* _Referring expression pointing data_:
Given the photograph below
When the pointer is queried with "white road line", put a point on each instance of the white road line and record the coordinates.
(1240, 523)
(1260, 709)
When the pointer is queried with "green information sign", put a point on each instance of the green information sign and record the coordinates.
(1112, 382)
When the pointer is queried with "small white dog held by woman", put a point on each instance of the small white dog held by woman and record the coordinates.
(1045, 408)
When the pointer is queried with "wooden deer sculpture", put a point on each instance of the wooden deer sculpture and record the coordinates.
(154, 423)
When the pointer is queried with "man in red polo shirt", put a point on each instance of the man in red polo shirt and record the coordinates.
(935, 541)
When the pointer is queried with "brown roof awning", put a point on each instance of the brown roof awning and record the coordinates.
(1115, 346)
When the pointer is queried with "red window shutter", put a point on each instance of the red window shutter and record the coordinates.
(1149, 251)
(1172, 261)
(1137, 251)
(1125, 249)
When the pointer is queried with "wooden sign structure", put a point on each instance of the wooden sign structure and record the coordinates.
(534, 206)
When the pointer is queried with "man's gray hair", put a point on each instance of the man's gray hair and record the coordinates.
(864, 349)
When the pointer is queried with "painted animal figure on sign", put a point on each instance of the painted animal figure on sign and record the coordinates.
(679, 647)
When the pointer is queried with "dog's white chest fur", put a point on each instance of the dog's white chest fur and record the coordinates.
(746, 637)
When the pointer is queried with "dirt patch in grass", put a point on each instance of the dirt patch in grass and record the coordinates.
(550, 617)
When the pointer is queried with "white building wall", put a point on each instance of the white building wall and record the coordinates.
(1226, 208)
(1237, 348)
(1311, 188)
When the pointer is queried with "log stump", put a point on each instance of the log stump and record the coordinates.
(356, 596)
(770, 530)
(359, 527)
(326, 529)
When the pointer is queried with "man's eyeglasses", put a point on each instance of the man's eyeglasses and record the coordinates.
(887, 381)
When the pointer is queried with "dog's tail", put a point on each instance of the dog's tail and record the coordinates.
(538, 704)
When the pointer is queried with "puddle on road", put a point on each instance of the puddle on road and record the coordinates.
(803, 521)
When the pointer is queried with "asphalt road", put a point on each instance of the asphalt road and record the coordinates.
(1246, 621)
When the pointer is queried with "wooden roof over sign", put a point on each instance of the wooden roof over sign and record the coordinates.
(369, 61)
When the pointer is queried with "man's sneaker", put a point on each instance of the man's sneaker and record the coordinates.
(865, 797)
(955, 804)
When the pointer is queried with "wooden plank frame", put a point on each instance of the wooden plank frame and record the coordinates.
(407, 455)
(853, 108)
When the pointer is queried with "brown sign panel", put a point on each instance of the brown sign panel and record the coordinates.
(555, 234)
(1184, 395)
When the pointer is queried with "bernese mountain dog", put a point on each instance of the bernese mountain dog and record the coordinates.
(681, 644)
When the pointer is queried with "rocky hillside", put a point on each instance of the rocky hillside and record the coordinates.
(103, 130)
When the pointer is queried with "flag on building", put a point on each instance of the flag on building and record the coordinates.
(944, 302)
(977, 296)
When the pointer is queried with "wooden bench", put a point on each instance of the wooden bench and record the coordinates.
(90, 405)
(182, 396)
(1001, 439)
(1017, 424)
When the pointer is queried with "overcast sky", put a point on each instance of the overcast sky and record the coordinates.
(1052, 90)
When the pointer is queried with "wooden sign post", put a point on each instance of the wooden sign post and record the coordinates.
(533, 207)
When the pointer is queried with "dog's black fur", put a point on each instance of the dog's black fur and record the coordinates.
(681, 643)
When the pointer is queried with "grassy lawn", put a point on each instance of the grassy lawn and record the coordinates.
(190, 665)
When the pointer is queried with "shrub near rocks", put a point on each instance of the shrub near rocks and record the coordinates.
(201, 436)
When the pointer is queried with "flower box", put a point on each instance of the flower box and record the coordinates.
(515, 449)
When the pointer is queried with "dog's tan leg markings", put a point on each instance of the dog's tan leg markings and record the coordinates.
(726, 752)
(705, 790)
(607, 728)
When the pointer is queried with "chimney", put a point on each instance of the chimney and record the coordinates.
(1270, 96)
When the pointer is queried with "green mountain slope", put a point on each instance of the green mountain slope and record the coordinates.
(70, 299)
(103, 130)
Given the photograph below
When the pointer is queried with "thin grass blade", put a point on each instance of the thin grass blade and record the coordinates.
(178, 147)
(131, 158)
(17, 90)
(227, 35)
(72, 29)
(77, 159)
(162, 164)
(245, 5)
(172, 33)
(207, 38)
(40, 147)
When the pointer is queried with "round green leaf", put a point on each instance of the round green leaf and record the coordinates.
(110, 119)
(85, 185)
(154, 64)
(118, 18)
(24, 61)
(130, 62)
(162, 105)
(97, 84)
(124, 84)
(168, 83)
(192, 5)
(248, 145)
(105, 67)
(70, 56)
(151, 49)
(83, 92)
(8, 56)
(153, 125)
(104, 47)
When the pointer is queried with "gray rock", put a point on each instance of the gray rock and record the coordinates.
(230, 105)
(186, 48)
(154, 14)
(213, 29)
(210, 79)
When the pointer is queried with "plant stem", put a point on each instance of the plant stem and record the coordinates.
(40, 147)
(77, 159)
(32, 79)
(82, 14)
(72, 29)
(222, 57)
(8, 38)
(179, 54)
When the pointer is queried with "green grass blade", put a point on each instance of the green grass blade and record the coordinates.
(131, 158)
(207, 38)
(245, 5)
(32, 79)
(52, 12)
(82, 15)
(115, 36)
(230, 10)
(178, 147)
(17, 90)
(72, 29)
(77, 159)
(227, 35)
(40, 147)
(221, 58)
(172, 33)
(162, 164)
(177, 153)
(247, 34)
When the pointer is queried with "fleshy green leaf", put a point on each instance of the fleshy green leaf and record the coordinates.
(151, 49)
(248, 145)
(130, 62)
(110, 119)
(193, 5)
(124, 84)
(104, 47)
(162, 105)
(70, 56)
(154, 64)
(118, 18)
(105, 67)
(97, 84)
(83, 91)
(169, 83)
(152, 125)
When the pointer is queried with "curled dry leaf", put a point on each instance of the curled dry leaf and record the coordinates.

* _What you have to do_: Your reply should contain every entry, repeated exactly.

* _Result below_:
Given the photograph below
When the pointer is queried with "white road line", put a point on each instance of the white road line and record the coordinates.
(1240, 523)
(1260, 709)
When the pointer is queried with "green information sign", put a point on each instance of the green information sign and record the coordinates.
(1112, 382)
When the pointer is queried with "small white dog held by woman", put a point on each instance of the small white dog held by woman and record the coordinates.
(1045, 408)
When the pointer is queried with "wooden deer sculpture", put a point on each instance of the wooden deer sculpture and record the coordinates.
(154, 423)
When the pointer is queried with "man in red polo shirt", put a point on each instance of the man in red polo shirt and record the coordinates.
(935, 541)
When the pointer is queried with "brown roof awning", put a point on each instance of the brown roof awning and record the coordinates.
(1115, 346)
When the pointer is queried with "red window shutter", put a point on each instance of the red window shutter and record the coordinates.
(1149, 251)
(1172, 261)
(1137, 251)
(1125, 249)
When the pointer is queried with "wooden sign structure", put a point on each instance of the wooden sign structure and record the coordinates.
(534, 206)
When the pointer is queried with "man's gray hair", put a point on each instance of the man's gray hair and record the coordinates.
(864, 349)
When the pointer is queried with "painted animal figure on sign", put a point on each instance of the painted animal figure on sign and record the coordinates.
(679, 647)
When the pointer is queried with "dog's white chest fur", put a point on each instance of the dog's white chest fur and record the coordinates.
(746, 637)
When the pointer is queried with "dirt patch in grass", put a point on each instance of the dirt patch in grass and record the coordinates.
(550, 617)
When the pointer is queried with "white building wall", put a point on each instance of the white building wall and record the coordinates.
(1226, 208)
(1237, 348)
(1311, 188)
When the pointer is queried with "log stump", put a point on each instance of the log stump and record the coordinates.
(356, 596)
(770, 530)
(359, 527)
(326, 529)
When the pointer is queried with "man's eyeglasses", put a point on each instance of the man's eyeglasses and record the coordinates.
(887, 381)
When the pointer is queried with "dog's tail", put a point on each instance of the dog's tail and record the coordinates.
(538, 704)
When the pointer is queried with "puddle on road", put a point on each instance of the puddle on road and record the coordinates.
(803, 521)
When the pointer is queried with "asphalt road", put a point on each instance of the asphalt road and record the coordinates.
(1246, 621)
When the pointer is queried with "wooden roof over sign", put a point on each instance of the wooden roof over sign and record the coordinates.
(369, 61)
When the pointer is queried with "man's sneaker", put a point on each instance of the man's sneaker and record the coordinates.
(865, 797)
(955, 804)
When the pointer is queried with "wooden plank frame", put a point on each instance of the wooden plank frame and record the coordinates.
(407, 455)
(853, 108)
When the pointer is queried with "brown sign panel", put a point on each instance of the brown sign panel and record the coordinates.
(555, 234)
(1184, 395)
When the pointer is queried with "bernese mountain dog", put a point on each instance of the bernese mountain dog and record the coordinates.
(681, 644)
When the pointer is queried with "rocky hillside", put a point on each instance of the rocky hillside and record the coordinates.
(103, 130)
When the pointer is queried with "flag on building", put a point on each instance of the flag on building and record the coordinates.
(944, 302)
(977, 296)
When the pointer is queried with "wooden bench", put a point on each instance of the wooden bench and record the coordinates.
(90, 405)
(182, 396)
(1001, 439)
(1017, 424)
When the pointer is queried with "overcast sky", put a point on each instance of the overcast sky and record the coordinates.
(1052, 90)
When the pointer is queried with "wooden sign post", put a point on each instance of the wooden sign post and record the coordinates.
(533, 207)
When the pointer is queried with "dog's black fur", put a point on each instance of the dog's black fur and record the coordinates.
(681, 643)
When the pointer is queried with "grassy lawn", put a point on each instance of the grassy lawn and record the coordinates.
(190, 665)
When the pointer is queried with "shrub near rocks", put a point on each instance of the shrub near rocks and record the coordinates.
(201, 436)
When the pointer is queried with "flower box", put a point on each instance of the flower box and record the coordinates.
(515, 449)
When the pointer is queried with "dog's tan leg markings", put a point on each instance of the dog's tan leg markings and record the coordinates.
(726, 752)
(705, 790)
(607, 728)
When the pointer is queried with "chimney", put a point on each instance of the chimney and record the coordinates.
(1270, 96)
When the pointer is queried with "green mountain slope", put a point on each instance of the green mountain slope and record the coordinates.
(70, 299)
(103, 130)
Given the photograph below
When the pointer is queried with "thin grass blade", put a point on each instance of the thin grass blade and record the coordinates.
(178, 147)
(131, 158)
(17, 90)
(227, 35)
(72, 29)
(77, 159)
(162, 164)
(245, 5)
(172, 33)
(207, 38)
(40, 147)
When the pointer is queried with "round green leaf", put a point on each instance of the round green leaf and record the coordinates.
(110, 119)
(85, 185)
(154, 64)
(118, 18)
(24, 61)
(130, 62)
(162, 105)
(97, 84)
(124, 84)
(168, 83)
(192, 5)
(248, 145)
(105, 67)
(70, 56)
(151, 49)
(83, 92)
(8, 56)
(153, 125)
(104, 47)
When the pointer is queried with "gray rock", put a point on each instance of the gray rock and record the coordinates.
(230, 105)
(186, 48)
(154, 14)
(213, 29)
(210, 79)
When the pointer is queried with "plant stem", put a point on each instance of the plant stem and record the coordinates.
(40, 147)
(77, 159)
(32, 79)
(82, 14)
(72, 29)
(222, 57)
(8, 38)
(179, 54)
When the pointer is queried with "green grass blade", put a point on each instance of the green grass blade and record the coordinates.
(131, 158)
(207, 38)
(245, 5)
(32, 79)
(52, 12)
(82, 15)
(115, 36)
(230, 10)
(178, 147)
(17, 90)
(72, 29)
(77, 159)
(227, 35)
(40, 147)
(221, 58)
(172, 33)
(162, 164)
(177, 153)
(247, 34)
When the pointer is queried with "fleshy green leaf", put a point on each instance of the fleshy green leaf and record the coordinates.
(151, 49)
(248, 145)
(130, 62)
(110, 119)
(193, 5)
(124, 84)
(104, 47)
(162, 105)
(70, 56)
(154, 64)
(118, 18)
(105, 67)
(97, 84)
(83, 91)
(169, 83)
(152, 125)
When the pointer is queried with "curled dry leaf", put a point on each instance of the curled dry leaf and record the coordinates.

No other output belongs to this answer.